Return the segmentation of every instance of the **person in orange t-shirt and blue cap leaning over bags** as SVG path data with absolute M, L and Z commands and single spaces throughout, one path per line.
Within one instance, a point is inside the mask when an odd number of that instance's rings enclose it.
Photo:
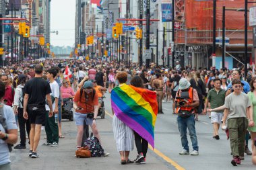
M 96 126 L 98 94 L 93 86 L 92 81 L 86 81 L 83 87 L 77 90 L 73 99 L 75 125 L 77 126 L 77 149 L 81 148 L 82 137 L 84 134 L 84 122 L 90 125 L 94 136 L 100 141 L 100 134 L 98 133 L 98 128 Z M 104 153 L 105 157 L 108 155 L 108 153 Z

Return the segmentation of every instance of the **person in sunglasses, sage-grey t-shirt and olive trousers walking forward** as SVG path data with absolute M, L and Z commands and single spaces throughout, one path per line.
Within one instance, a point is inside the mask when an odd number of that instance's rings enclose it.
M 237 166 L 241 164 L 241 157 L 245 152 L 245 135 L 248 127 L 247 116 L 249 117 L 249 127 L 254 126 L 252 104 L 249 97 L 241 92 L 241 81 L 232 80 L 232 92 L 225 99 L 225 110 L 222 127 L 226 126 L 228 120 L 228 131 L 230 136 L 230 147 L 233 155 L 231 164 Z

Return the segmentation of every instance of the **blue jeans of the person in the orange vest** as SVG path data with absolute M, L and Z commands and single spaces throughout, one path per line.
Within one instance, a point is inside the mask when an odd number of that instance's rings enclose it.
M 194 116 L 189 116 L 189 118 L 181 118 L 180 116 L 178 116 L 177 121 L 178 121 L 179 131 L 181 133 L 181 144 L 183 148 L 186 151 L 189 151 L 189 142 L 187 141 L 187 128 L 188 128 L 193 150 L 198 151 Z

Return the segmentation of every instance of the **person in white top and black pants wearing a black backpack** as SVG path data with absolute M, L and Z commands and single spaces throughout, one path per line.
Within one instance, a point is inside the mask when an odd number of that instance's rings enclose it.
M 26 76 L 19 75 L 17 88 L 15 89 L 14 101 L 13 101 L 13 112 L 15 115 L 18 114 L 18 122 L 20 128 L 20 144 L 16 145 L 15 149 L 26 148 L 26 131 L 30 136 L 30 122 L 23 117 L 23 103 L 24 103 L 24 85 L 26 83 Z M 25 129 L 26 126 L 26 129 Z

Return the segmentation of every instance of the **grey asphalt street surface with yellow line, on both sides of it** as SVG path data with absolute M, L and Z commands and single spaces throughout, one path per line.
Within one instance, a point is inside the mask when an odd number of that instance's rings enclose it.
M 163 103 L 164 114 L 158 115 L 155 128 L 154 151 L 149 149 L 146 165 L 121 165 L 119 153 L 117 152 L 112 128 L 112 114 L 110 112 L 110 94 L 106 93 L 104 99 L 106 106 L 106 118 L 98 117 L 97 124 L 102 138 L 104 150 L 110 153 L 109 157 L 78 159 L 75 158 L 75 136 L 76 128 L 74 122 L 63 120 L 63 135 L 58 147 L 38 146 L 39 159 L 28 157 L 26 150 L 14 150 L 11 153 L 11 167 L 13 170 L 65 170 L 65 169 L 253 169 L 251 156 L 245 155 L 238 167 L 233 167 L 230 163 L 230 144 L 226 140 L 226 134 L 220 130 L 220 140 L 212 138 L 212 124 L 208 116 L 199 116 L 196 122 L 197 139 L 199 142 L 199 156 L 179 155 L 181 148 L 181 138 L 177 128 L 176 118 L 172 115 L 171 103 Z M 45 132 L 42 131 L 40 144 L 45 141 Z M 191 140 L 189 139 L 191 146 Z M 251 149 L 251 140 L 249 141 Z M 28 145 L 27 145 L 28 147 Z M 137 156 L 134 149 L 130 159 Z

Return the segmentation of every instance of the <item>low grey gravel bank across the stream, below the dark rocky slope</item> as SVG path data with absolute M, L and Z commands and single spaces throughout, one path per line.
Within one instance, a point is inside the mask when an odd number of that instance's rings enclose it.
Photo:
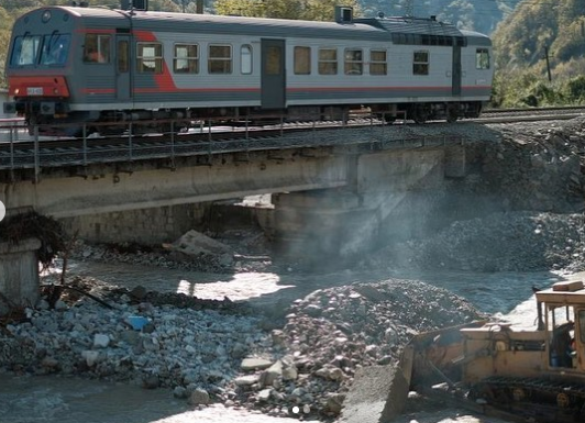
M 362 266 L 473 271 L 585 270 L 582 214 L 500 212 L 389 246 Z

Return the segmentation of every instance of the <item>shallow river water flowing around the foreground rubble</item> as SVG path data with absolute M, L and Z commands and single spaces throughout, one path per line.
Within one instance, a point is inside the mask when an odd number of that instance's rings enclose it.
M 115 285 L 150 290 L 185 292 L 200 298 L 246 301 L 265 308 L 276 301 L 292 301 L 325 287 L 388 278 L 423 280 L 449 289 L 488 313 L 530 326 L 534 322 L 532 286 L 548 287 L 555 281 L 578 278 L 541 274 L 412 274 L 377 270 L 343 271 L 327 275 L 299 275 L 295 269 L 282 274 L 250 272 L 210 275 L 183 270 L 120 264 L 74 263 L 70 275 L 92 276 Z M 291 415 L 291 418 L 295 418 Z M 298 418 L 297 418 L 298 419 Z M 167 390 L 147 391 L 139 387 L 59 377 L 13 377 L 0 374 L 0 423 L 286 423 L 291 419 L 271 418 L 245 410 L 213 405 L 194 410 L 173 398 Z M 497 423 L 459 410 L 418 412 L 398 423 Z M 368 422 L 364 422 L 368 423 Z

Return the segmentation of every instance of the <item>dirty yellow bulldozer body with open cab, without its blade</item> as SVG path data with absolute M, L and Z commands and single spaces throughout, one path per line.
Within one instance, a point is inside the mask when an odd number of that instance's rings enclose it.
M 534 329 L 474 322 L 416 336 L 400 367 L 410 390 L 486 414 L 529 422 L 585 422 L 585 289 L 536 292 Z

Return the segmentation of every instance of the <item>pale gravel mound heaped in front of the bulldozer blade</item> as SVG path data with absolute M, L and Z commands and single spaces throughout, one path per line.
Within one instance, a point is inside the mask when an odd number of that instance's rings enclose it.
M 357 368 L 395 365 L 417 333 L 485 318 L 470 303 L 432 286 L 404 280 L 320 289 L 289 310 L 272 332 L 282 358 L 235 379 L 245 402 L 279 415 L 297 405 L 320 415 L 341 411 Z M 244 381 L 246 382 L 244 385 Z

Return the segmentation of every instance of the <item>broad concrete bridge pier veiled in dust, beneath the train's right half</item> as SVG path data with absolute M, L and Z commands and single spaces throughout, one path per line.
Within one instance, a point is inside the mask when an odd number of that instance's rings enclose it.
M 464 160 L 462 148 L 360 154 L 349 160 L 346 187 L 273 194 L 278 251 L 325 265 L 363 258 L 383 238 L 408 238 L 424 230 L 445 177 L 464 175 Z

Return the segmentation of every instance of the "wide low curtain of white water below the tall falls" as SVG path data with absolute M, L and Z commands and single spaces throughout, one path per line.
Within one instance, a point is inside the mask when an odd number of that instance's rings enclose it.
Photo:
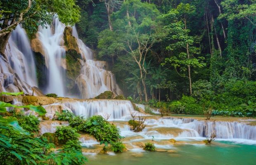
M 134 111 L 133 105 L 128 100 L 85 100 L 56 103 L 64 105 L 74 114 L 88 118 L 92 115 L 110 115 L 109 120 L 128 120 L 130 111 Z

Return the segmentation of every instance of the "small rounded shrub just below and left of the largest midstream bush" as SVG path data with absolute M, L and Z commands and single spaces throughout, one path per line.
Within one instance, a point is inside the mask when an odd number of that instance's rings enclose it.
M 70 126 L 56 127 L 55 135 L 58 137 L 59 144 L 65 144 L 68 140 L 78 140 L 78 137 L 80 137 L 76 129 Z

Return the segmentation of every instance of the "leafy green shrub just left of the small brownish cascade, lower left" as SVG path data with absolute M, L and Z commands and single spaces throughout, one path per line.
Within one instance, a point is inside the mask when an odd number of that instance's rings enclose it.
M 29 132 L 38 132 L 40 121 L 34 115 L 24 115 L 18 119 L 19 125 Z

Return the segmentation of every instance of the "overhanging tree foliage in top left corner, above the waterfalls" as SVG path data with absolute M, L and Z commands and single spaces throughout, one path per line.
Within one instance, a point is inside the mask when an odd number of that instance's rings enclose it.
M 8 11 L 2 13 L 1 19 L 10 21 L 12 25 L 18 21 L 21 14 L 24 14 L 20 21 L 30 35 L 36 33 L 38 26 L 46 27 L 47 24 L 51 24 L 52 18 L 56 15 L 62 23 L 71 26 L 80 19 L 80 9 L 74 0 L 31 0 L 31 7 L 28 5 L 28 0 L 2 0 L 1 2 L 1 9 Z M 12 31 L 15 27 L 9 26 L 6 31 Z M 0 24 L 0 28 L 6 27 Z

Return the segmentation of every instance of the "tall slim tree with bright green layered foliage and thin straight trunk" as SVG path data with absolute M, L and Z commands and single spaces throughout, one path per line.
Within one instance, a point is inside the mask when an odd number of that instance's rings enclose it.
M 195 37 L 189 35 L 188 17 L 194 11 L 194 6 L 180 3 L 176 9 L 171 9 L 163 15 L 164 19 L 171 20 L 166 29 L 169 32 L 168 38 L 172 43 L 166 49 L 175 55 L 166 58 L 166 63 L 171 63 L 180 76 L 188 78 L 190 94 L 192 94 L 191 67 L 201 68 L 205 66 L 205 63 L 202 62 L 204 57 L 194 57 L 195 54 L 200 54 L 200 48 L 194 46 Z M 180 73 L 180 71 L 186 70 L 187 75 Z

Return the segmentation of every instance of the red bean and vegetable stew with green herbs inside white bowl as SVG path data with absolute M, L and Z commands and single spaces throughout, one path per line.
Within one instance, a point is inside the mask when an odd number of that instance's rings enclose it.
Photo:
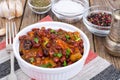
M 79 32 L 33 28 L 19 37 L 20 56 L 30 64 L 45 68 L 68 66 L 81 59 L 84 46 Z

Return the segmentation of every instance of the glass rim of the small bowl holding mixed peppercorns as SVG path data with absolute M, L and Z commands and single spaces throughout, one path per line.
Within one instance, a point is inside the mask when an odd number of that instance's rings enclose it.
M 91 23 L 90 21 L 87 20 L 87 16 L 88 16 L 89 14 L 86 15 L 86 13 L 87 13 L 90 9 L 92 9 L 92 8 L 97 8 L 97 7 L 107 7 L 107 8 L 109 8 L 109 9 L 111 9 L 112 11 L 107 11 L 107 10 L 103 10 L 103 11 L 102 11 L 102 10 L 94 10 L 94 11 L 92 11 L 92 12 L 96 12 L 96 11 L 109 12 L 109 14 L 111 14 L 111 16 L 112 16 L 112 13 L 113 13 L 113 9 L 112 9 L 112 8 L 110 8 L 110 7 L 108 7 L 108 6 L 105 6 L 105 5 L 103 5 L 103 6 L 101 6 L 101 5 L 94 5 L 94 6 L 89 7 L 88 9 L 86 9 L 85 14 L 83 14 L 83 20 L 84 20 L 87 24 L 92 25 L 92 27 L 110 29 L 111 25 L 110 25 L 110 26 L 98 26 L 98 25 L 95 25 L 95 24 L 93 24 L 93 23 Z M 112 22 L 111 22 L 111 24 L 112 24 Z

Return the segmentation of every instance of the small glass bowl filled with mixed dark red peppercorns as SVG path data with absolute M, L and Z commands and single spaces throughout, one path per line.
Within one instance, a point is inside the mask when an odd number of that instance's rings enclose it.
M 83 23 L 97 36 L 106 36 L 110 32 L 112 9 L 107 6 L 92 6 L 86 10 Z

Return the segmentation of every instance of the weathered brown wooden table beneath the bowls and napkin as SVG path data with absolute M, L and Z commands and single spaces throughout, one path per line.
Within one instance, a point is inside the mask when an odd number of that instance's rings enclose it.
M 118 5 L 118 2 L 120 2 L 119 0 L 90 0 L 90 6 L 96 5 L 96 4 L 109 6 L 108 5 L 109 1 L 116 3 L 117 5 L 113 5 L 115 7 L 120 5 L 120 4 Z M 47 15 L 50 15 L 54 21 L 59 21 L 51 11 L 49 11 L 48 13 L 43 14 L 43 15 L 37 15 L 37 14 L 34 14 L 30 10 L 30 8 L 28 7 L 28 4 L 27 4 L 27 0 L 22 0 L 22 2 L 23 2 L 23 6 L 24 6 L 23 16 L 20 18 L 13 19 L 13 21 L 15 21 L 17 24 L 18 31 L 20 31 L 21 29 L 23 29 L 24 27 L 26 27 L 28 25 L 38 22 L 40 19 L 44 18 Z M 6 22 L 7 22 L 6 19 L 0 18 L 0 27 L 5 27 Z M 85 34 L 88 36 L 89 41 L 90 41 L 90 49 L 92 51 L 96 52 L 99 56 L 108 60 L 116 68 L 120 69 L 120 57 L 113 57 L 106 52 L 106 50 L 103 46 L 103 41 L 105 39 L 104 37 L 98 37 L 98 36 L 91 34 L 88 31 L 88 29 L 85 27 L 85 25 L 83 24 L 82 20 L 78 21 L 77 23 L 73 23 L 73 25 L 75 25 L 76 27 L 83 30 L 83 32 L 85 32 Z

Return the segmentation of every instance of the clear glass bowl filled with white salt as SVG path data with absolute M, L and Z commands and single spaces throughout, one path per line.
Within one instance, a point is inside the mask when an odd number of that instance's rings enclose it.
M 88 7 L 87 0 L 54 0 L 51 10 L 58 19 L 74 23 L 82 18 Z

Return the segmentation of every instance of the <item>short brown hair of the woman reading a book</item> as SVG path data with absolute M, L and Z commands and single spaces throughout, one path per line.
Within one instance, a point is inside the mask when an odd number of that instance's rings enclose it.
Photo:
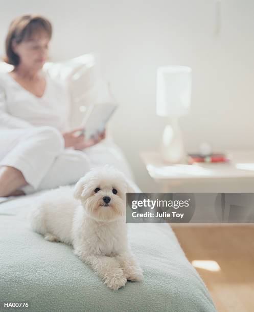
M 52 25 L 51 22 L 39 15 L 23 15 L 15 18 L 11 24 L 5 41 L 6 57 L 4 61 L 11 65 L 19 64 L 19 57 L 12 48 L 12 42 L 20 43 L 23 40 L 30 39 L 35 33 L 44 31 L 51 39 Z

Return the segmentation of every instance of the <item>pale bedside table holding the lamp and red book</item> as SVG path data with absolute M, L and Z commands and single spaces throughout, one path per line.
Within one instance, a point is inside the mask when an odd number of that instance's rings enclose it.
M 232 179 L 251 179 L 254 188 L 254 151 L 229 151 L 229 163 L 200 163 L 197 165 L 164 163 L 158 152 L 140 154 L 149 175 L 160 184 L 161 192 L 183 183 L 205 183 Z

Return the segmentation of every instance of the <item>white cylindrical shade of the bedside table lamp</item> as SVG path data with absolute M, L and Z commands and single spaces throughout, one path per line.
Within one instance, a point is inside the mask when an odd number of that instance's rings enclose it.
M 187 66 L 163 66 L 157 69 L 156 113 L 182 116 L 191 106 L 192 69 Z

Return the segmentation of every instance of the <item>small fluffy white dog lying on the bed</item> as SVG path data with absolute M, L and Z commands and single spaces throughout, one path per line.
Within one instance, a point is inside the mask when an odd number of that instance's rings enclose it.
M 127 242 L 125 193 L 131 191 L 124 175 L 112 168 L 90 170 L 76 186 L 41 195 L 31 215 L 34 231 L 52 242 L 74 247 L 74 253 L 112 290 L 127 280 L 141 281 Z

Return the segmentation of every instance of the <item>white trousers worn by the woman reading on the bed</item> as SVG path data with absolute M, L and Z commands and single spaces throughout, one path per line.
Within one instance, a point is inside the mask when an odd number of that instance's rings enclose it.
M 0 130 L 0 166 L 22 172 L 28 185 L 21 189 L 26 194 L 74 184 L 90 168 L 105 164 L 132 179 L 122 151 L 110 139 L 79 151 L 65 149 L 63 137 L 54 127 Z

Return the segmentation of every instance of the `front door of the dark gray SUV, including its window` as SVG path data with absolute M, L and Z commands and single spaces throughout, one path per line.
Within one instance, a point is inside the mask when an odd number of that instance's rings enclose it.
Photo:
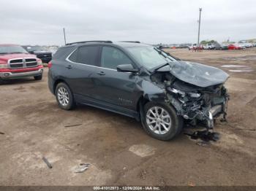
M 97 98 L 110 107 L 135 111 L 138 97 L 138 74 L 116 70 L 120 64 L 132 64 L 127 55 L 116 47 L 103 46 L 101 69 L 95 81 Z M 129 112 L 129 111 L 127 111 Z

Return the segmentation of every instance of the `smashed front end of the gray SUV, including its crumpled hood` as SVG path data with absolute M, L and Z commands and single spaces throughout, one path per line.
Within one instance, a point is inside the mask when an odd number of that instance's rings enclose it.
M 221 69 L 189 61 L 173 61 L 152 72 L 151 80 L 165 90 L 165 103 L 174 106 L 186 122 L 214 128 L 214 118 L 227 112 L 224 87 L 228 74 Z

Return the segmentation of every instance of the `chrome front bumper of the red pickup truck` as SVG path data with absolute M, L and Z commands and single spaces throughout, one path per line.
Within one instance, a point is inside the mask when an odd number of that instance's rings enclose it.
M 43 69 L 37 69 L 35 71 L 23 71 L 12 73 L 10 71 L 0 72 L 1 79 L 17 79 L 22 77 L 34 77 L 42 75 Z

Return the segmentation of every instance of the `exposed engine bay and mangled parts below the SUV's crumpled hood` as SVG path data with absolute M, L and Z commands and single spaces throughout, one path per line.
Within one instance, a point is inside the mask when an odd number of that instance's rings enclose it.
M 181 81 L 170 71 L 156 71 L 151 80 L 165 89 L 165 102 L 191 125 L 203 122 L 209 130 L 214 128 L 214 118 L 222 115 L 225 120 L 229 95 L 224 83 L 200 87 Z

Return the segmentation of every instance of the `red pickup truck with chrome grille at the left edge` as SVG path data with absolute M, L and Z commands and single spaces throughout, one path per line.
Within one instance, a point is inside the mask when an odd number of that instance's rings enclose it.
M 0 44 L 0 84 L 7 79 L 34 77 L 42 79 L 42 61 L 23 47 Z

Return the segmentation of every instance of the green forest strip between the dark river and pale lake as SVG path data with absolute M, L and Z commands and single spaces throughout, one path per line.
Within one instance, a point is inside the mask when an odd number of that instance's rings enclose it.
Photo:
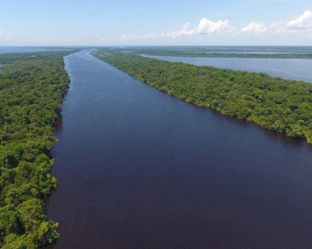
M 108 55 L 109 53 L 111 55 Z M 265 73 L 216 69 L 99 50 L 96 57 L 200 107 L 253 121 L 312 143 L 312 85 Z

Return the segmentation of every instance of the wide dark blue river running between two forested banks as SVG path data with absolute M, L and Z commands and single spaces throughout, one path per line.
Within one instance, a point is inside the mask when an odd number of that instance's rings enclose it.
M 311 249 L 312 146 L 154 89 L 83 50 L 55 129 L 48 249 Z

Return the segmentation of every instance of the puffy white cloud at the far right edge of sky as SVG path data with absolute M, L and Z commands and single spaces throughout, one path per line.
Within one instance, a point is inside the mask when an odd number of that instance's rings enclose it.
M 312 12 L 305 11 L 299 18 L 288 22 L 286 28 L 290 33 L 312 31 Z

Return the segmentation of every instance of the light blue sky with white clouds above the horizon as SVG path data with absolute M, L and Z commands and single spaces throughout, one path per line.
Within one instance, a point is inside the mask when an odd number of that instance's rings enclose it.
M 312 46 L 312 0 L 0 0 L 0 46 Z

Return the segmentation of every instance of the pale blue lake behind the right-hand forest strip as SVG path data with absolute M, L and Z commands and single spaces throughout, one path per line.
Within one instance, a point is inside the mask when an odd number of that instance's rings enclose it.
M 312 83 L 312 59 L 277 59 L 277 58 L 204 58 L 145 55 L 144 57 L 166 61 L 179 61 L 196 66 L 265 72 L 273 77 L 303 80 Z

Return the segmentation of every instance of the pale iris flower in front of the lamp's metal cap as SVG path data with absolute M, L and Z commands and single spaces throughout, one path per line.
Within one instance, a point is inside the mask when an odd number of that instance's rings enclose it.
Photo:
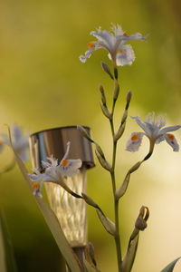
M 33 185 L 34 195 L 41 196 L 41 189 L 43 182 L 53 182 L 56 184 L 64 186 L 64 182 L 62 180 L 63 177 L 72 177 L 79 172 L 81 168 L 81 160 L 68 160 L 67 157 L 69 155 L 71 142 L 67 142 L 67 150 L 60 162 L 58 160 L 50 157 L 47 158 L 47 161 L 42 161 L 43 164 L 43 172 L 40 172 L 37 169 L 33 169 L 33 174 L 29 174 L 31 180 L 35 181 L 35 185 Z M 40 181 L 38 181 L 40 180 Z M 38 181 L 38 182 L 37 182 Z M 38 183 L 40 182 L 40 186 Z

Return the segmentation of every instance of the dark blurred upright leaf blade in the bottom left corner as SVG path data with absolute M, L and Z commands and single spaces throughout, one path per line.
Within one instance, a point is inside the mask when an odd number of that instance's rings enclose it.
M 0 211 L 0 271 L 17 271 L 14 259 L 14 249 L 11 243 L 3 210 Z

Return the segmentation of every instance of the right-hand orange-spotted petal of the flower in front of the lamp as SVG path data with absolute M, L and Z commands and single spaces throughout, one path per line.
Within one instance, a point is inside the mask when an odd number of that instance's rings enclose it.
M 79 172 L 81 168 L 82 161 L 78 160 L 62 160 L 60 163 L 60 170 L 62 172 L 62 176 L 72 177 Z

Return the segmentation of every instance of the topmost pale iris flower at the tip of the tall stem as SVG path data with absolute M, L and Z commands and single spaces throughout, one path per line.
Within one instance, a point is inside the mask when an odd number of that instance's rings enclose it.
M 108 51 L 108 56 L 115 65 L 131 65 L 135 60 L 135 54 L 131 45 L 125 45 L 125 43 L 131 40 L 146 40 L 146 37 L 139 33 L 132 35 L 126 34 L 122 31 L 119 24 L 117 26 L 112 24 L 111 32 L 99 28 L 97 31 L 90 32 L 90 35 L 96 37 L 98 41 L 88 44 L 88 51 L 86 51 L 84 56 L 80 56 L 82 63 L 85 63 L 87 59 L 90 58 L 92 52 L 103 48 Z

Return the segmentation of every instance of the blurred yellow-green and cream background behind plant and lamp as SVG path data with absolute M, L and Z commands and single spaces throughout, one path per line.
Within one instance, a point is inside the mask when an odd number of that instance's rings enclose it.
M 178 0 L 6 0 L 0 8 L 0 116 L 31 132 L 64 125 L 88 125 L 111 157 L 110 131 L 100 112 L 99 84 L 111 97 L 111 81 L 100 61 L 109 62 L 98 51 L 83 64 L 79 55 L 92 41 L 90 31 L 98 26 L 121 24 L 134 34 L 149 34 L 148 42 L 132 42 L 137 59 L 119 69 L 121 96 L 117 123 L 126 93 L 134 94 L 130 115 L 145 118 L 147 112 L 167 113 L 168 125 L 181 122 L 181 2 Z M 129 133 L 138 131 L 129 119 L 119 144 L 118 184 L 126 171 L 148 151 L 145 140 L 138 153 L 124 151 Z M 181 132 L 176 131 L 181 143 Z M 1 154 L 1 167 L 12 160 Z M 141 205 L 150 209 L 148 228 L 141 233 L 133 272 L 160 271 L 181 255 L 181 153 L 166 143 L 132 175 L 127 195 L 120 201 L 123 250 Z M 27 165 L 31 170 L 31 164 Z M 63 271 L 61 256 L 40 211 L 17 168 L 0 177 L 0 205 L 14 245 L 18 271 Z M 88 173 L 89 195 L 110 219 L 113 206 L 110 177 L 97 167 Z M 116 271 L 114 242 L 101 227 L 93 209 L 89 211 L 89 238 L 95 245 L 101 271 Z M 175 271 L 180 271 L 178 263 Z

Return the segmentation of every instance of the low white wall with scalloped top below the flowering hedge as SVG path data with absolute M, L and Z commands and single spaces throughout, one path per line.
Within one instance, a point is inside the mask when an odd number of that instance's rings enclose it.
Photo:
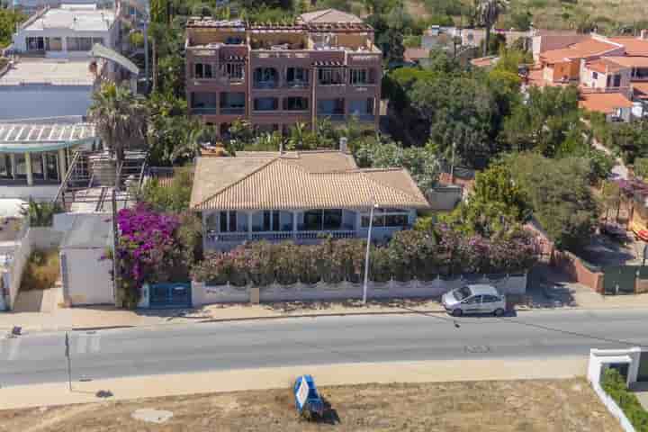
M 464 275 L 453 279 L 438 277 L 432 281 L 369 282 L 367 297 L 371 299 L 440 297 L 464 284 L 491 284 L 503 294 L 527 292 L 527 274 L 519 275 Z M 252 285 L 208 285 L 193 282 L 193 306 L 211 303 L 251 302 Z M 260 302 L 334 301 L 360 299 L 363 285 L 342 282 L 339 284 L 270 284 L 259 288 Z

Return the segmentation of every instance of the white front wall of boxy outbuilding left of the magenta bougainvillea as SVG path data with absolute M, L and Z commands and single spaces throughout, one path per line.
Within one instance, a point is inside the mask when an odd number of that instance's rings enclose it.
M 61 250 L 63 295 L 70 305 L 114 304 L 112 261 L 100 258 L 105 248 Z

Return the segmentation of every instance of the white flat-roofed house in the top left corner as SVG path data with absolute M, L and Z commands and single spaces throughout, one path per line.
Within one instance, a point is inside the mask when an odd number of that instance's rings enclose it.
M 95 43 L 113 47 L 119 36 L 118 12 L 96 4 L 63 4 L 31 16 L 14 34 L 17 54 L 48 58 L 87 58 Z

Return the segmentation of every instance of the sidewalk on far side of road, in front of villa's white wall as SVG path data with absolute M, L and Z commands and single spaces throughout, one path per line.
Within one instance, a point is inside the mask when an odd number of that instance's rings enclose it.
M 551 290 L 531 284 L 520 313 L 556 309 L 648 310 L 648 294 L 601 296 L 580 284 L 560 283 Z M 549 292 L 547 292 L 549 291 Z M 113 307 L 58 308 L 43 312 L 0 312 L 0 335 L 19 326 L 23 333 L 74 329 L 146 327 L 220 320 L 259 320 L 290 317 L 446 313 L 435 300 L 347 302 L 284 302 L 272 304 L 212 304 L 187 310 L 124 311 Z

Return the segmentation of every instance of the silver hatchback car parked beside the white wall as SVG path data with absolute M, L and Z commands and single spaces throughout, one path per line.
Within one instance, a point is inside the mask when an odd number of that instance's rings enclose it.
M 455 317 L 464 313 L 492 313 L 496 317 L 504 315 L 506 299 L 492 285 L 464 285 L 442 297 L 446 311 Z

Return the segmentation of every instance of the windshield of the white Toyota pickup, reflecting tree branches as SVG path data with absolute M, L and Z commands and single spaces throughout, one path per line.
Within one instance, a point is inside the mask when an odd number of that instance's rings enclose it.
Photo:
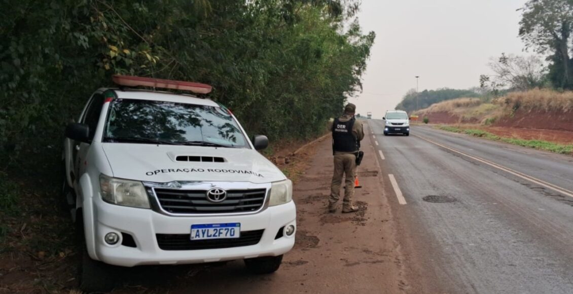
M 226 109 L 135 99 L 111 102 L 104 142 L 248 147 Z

#### Instructions to follow:
Return exactly the stretch above whose first line contains "Return the segmentation of every instance of the <item>low" and whose last line contains "Return the segmentation of every instance of the <item>shallow", and nothing outside it. The pictures should not appear.

#### Response area:
Return the segmentation of every instance of the <item>low grey gravel bank across the stream, below the dark rocky slope</item> as SVG path data with absolute M, L and Z commands and single spaces throughout, one path per line.
Within one instance, a point is inside the mask when an odd number of that instance's rings enclose it.
Photo:
M 362 266 L 473 271 L 585 270 L 582 214 L 500 212 L 389 246 Z

Return the segmentation of every instance of the <item>shallow river water flowing around the foreground rubble</item> as SVG path data with absolute M, L and Z commands and single spaces throughout, one path per line.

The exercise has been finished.